[DATA SECTION — start]
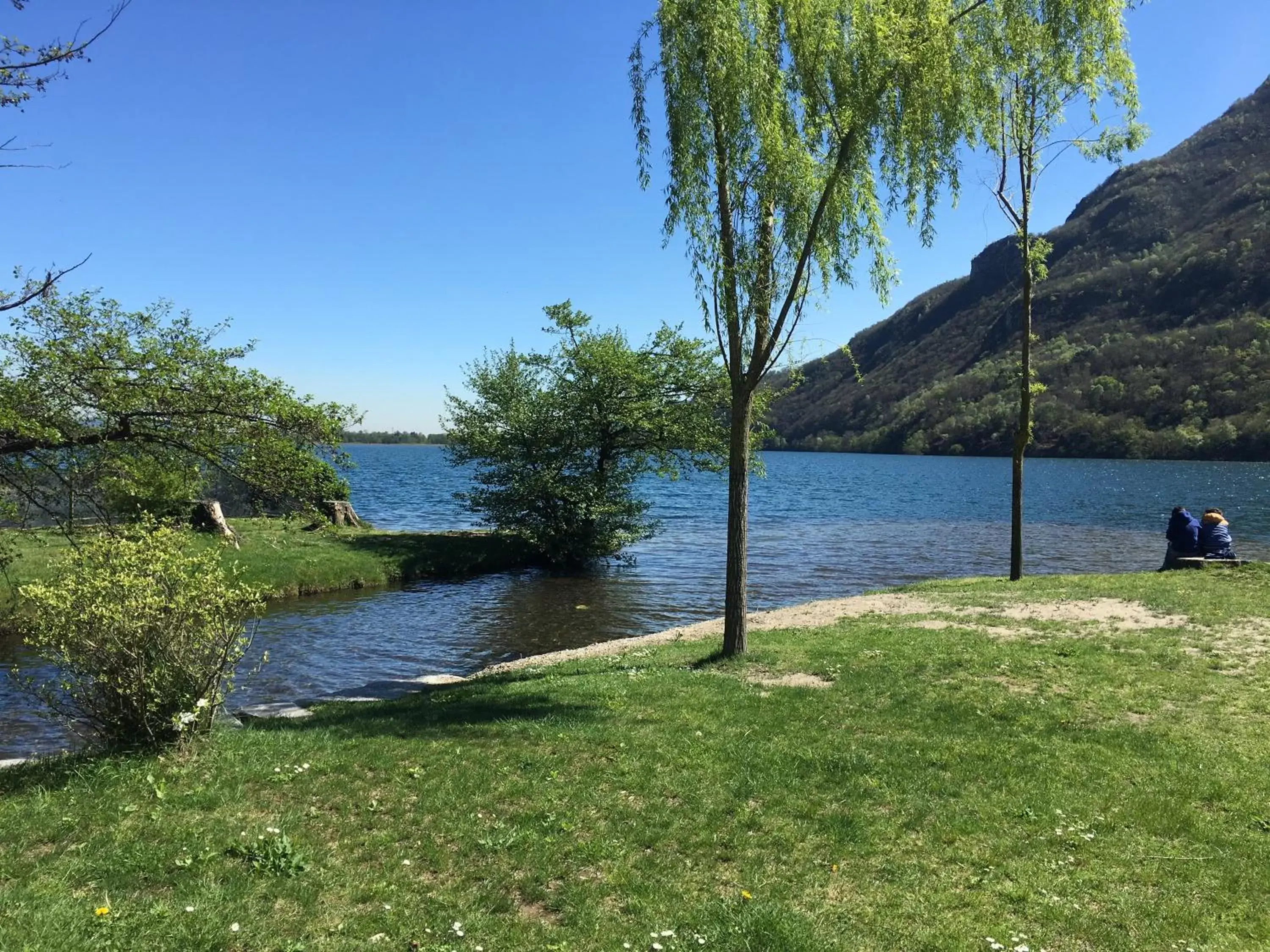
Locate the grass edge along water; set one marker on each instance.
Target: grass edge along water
(1070, 762)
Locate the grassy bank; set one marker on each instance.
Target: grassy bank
(1032, 763)
(284, 559)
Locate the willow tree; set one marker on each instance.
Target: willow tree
(794, 129)
(1051, 61)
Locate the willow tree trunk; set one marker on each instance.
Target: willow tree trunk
(738, 522)
(1023, 436)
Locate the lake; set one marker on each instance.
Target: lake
(822, 526)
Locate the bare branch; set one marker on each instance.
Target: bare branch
(40, 290)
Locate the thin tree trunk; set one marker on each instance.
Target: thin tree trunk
(738, 522)
(1023, 436)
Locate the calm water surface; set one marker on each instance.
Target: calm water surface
(821, 526)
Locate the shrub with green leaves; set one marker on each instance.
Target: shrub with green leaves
(559, 440)
(145, 633)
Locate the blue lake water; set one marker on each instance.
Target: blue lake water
(822, 526)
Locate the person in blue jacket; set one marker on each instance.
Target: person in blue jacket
(1183, 536)
(1215, 536)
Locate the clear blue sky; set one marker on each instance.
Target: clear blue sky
(378, 191)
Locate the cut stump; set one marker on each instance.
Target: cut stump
(207, 517)
(341, 512)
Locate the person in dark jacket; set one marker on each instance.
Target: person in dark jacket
(1183, 537)
(1215, 536)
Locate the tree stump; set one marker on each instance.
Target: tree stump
(341, 512)
(207, 517)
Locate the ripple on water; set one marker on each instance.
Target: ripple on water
(822, 526)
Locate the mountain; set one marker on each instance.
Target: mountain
(1154, 325)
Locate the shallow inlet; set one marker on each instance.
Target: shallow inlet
(822, 526)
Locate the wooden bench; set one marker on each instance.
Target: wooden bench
(1201, 563)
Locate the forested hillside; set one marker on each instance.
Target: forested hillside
(1155, 327)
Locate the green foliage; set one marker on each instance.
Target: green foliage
(272, 855)
(393, 437)
(143, 484)
(559, 438)
(26, 69)
(144, 631)
(1152, 281)
(1077, 782)
(102, 410)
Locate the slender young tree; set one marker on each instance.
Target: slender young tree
(1048, 64)
(794, 129)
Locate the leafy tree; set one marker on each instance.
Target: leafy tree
(560, 438)
(96, 398)
(1049, 59)
(793, 130)
(26, 70)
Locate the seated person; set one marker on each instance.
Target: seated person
(1183, 536)
(1215, 536)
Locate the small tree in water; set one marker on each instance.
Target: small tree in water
(559, 440)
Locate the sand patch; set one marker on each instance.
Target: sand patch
(811, 615)
(943, 625)
(798, 680)
(1110, 612)
(1013, 685)
(1107, 612)
(538, 913)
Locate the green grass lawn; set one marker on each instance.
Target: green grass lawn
(1053, 784)
(284, 559)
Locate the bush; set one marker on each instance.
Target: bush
(145, 634)
(560, 440)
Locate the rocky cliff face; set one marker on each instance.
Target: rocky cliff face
(1152, 324)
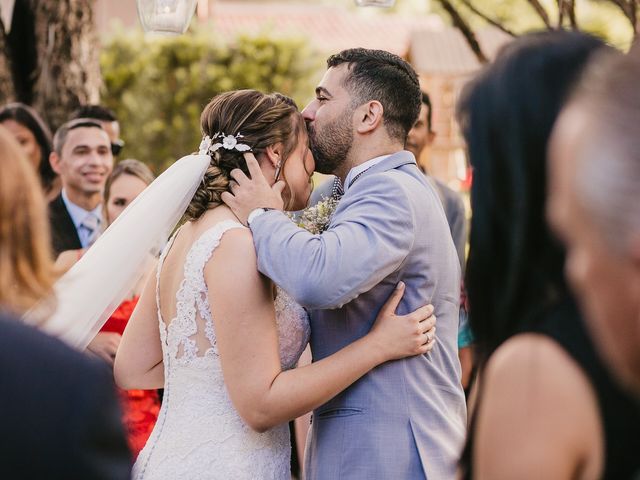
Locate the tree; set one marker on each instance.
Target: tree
(159, 86)
(616, 20)
(49, 58)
[DATA SECTION — finish]
**TASK REQUIREMENTS:** A faithful copy of the data is required: each word kept, each picture omitted.

**ANSWER TO THIS PROBLEM:**
Locate the grass edge along water; set one marker on each instance.
Target: grass edge along water
(1070, 762)
Locate the grassy bank; set one marker on each instance.
Target: grassy bank
(1032, 763)
(284, 559)
Locate the willow tree; set one marker on each instance.
Target: willow tree
(794, 129)
(1051, 61)
Locate the willow tree trunk; set one marker on each instance.
Target: willow tree trunk
(738, 522)
(1023, 436)
Locate the lake; set one marker on each instance.
Target: lake
(822, 526)
Locate the bare branch; set one marker on each instance.
Target: bare branch
(40, 290)
Locate the thin tree trunk; set one marker on each instance.
Target: thin tree trunk
(738, 522)
(1023, 436)
Locate the calm water surface; set one marker on each instance.
Target: calm water surface
(821, 526)
Locate the shrub with green leaves; set one marker on each instance.
Target: shrub with green leaves
(559, 440)
(145, 633)
Locate the blue lake water; set one marker on each instance.
Target: blue lake water
(822, 526)
Locate the person in blue jacket; set one marker on each instance.
Target: person in blue jacket
(1183, 536)
(1215, 536)
Locate the clear blue sky; set one marker on each instance.
Target: clear blue sky
(378, 191)
Locate the cut stump; set one marker on each instance.
Target: cut stump
(207, 517)
(341, 512)
Locate the person in dark jacket; set one marker on each instance.
Target: person in dark jacket
(1183, 537)
(1215, 536)
Locate the tree stump; set one marker on each instance.
Target: tree stump
(341, 512)
(207, 517)
Locate the ripple on water; set one marker on each instance.
Target: ripple on water
(822, 526)
Locate the mountain; set one marker on each instance.
Target: mountain
(1154, 325)
Locate the shallow inlet; set one marker on each instance.
Target: shallow inlet
(822, 526)
Locate the wooden bench; set one marker on each instance.
Target: wooden bench
(1201, 563)
Locate the forested hillside; set one marker on each instance.
Target: forested hillside
(1155, 327)
Locate the green foliage; set one marker on each instance.
Target: green foliage
(272, 855)
(393, 437)
(143, 484)
(559, 438)
(26, 69)
(144, 631)
(1152, 281)
(1077, 782)
(102, 410)
Locate the slender young tree; set one marker on each instance.
Target: slender young tree
(1048, 64)
(794, 129)
Locate the leafy tree; set one marker on each instance.
Target: leafy tree
(560, 438)
(96, 398)
(1049, 59)
(793, 130)
(26, 70)
Locate the seated person; set one marker on each instance.
Target: seated person
(1183, 536)
(1215, 536)
Locate the small tree in water; set one marker on each instance.
Target: small tree in water
(559, 440)
Locate the sand patch; set one marker on each instance.
Target: sand patch
(811, 615)
(943, 625)
(798, 680)
(1110, 612)
(1013, 685)
(1107, 612)
(538, 913)
Locate the green grass lawn; set one marker on each instance.
Target: green grass lawn
(1053, 784)
(284, 559)
Locate the bush; set one marker on each instance.
Target: bush
(145, 634)
(560, 440)
Locate the rocky cliff face; set one marker on each instance.
Target: rocky cliff face
(1152, 324)
Locate the tree; set one marker on each instance.
Target: tree
(159, 86)
(616, 20)
(49, 58)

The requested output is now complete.